→ **Exercise task 1**
According to the passage on Ukraine's political crisis, how many protesters gathered in central Kiev on Sunday?

German, a former Yanunovych aide, said the resignation of Azarov was not discussed.

Yanukovych’s decision to scrap key political and free trade agreements with the EU last month and the subsequent use of police force against protesters plunged the country into its deepest political crisis in a decade.

The announcement comes after the first direct talks between Yanukovych and the opposition collapsed on Friday.

Yanukovych offered a number of concessions including an amnesty for arrested protesters and dismissal of key officials over police violence.

But the opposition said the measures were not enough and demanded the resignation of Azarov and early parliamentary and presidential elections.

On Sunday nearly 300,000 protesters braved freezing temperatures to flood into central Kiev and demand that Ukraine turn away from Moscow and toward the West.

The opposition was planning to hold another mega rally today, when Yanukovych is to meet Russian President Vladimir Putin in Moscow for talks on a strategic partnership treaty.

“On December 17, Viktor Yanukovych is flying to Moscow where he is planning to sign an agreement on selling Moscow into the Customs Union in exchange for salvaging his own political fate,” opposition lawmaker Borys Tarasyuk said at the Sunday protest, referring to the Moscow-led grouping that Putin wants Kiev to join.

He urged hundreds of thousands to take to the streets again to warn Yanukovych against committing “state treason.”

Russia and Ukraine are expected to sign a number of agreements on today but Kiev has denied a deal on Customs Union will be among them.

Yanukovych’s decision last month to suspend work on key political and free trade agreements with the European Union under threat of economic sanctions from Russia has thrown ex-Soviet into its most acute political crisis in a decade.

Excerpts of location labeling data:
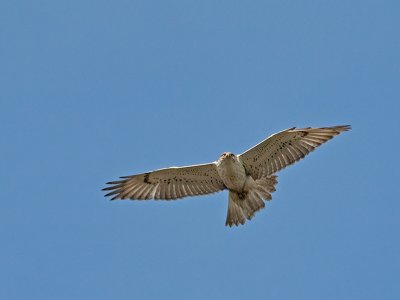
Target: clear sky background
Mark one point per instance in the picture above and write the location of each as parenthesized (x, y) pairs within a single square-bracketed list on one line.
[(93, 90)]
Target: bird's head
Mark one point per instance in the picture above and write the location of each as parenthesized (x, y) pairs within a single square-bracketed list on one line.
[(227, 155)]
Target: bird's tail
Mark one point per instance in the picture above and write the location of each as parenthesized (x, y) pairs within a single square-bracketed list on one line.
[(244, 205)]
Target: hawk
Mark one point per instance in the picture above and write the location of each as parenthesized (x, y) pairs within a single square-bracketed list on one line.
[(249, 177)]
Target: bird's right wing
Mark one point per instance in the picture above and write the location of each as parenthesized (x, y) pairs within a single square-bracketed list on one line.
[(285, 148), (168, 184)]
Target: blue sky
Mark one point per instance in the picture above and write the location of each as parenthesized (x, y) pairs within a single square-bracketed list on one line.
[(93, 90)]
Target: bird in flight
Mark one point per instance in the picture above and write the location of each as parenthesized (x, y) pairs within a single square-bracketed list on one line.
[(249, 177)]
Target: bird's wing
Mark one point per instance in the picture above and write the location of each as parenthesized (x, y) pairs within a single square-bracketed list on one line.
[(168, 184), (285, 148)]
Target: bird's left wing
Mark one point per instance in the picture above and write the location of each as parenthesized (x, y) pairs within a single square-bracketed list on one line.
[(285, 148), (168, 184)]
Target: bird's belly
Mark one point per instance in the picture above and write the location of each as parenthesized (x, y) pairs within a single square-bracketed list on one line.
[(233, 175)]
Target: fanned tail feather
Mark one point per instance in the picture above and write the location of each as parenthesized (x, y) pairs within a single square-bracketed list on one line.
[(244, 205)]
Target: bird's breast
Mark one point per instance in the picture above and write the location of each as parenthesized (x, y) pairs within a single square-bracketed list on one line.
[(232, 174)]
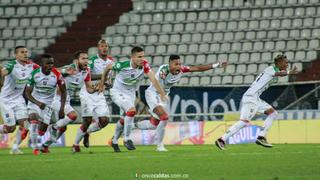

→ **Exercise task 2**
Count the lines of the records that contain the string "bird". Give only the number.

→ **Solution 1**
Nearly 300,000

→ **Solution 2**
8